◆ EXERCISE MATERIALS:
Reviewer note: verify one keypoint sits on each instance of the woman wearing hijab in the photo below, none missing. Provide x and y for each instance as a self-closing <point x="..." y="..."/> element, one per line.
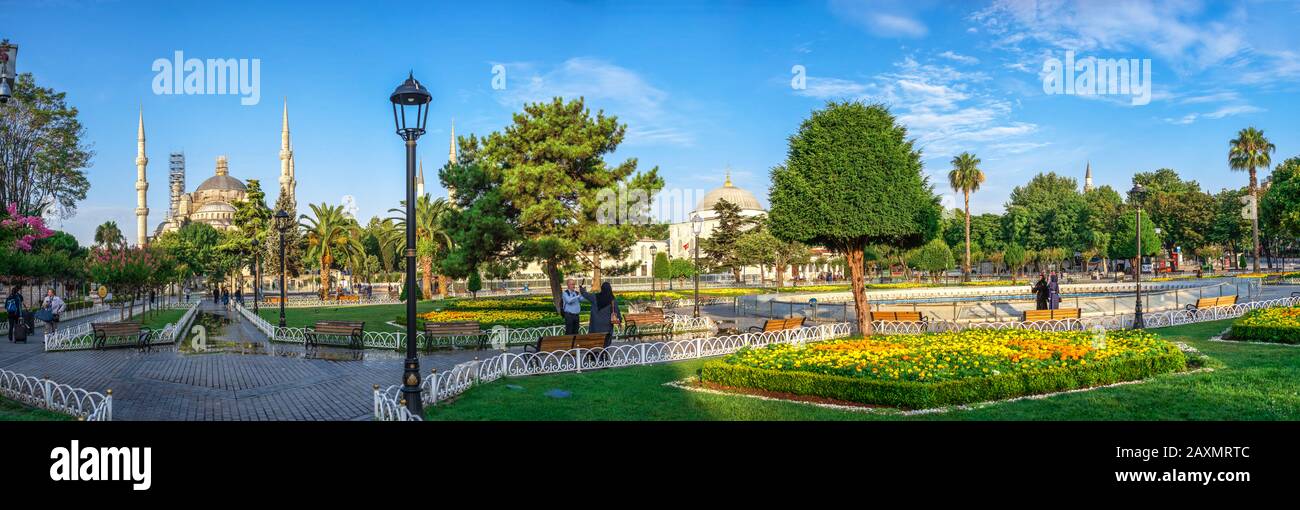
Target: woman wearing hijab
<point x="1040" y="293"/>
<point x="605" y="308"/>
<point x="1053" y="293"/>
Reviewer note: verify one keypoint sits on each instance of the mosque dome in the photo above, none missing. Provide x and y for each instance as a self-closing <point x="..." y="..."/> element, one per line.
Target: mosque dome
<point x="740" y="197"/>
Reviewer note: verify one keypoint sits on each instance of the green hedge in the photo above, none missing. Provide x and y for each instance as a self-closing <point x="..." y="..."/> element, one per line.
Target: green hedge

◆ WHAT IS NEEDED:
Render the listing above as a Markdown table with the columns "Row" and "Line," giving each line its own numbered row. Skip blank lines and leave the picture out.

◆ RESULT FOR THIS TASK:
| Row | Line |
|---|---|
| 1 | Reviewer note: verify one keypoint sits on each instance of the woman wearing hijab in the photo below, none missing. Provide x and y for each instance as a self-closing <point x="..." y="..."/> element, one per line. |
| 2 | Target: woman wearing hijab |
| 3 | <point x="1040" y="293"/> |
| 4 | <point x="605" y="308"/> |
| 5 | <point x="1053" y="293"/> |
| 6 | Reviewer note: verify one keypoint sits on each instance of the mosque dome in the photo above, none missing. Provide x and y for each instance as a self-closing <point x="..." y="..."/> element, one per line. |
| 7 | Target: mosque dome |
| 8 | <point x="740" y="197"/> |
| 9 | Reviewer note: verify one keypoint sits on each instance of the green hedge in the photo above, none missing. Provide x and y for each instance as a self-closing <point x="..." y="..."/> element, one per line. |
| 10 | Target: green hedge |